Stored dataset items:
============
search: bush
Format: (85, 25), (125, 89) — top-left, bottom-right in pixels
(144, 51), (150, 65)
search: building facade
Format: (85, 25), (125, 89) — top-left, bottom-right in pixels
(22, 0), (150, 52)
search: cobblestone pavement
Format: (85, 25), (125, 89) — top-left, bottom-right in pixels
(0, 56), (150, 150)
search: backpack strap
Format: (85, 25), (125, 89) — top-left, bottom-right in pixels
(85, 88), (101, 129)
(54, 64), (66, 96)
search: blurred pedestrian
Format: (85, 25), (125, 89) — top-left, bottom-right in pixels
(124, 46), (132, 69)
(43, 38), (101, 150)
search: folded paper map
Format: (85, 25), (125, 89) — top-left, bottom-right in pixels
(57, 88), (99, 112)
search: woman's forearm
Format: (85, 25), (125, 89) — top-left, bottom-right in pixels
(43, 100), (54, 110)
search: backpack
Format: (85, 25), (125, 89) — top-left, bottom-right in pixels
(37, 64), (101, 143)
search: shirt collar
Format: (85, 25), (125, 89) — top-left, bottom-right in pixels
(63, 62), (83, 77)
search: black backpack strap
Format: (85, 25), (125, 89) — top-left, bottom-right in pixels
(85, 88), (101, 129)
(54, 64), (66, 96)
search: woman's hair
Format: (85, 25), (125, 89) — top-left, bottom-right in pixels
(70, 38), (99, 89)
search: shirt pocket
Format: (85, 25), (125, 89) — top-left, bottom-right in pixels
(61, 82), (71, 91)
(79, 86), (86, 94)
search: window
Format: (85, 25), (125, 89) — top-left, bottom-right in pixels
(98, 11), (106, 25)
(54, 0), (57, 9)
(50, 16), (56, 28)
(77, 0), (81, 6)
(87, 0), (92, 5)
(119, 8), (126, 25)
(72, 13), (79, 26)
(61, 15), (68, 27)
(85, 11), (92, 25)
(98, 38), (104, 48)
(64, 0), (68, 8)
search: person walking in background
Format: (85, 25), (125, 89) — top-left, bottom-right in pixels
============
» **Exercise requirements**: Rewrite all the data above, switching every "search" to "query" and changing nothing else.

» **Written response**:
query: bush
Format: (85, 25), (125, 89) — top-left, bottom-right in pixels
(144, 51), (150, 65)
query: building facade
Format: (85, 25), (125, 89) — top-left, bottom-right in pixels
(22, 0), (150, 52)
query: cobblestone pavement
Format: (85, 25), (125, 89) — top-left, bottom-right in pixels
(0, 56), (150, 150)
query: backpack strap
Format: (85, 25), (125, 89) — top-left, bottom-right in pixels
(85, 88), (101, 129)
(54, 64), (66, 96)
query: blurred pedestrian
Format: (85, 25), (125, 89) — top-left, bottom-right in pixels
(124, 46), (132, 69)
(43, 38), (101, 150)
query: folded paper map
Format: (85, 25), (125, 89) — top-left, bottom-right in pixels
(57, 88), (99, 112)
query: woman's forearm
Format: (85, 25), (125, 89) — top-left, bottom-right in pixels
(43, 100), (54, 110)
query: backpack
Format: (85, 25), (125, 89) — top-left, bottom-right in pixels
(37, 64), (101, 143)
query: shirt collar
Format: (85, 25), (125, 89) — top-left, bottom-right in pixels
(63, 62), (83, 77)
query: black backpack strap
Format: (85, 25), (125, 89) — top-left, bottom-right in pixels
(85, 88), (101, 129)
(54, 64), (66, 96)
query: woman's hair
Format: (85, 25), (125, 89) — top-left, bottom-right in pixels
(70, 38), (99, 89)
query: shirt pocket
Format: (85, 25), (125, 89) — top-left, bottom-right in pixels
(61, 82), (71, 91)
(79, 86), (86, 94)
query: window
Format: (85, 25), (125, 89) — top-left, bottom-right in pixels
(98, 11), (106, 25)
(54, 0), (57, 9)
(50, 16), (56, 28)
(77, 0), (81, 6)
(87, 0), (92, 5)
(119, 8), (126, 25)
(72, 13), (79, 26)
(61, 15), (68, 27)
(85, 11), (92, 25)
(98, 38), (104, 48)
(64, 0), (68, 8)
query: person walking in background
Format: (85, 25), (125, 89) — top-left, bottom-right in pixels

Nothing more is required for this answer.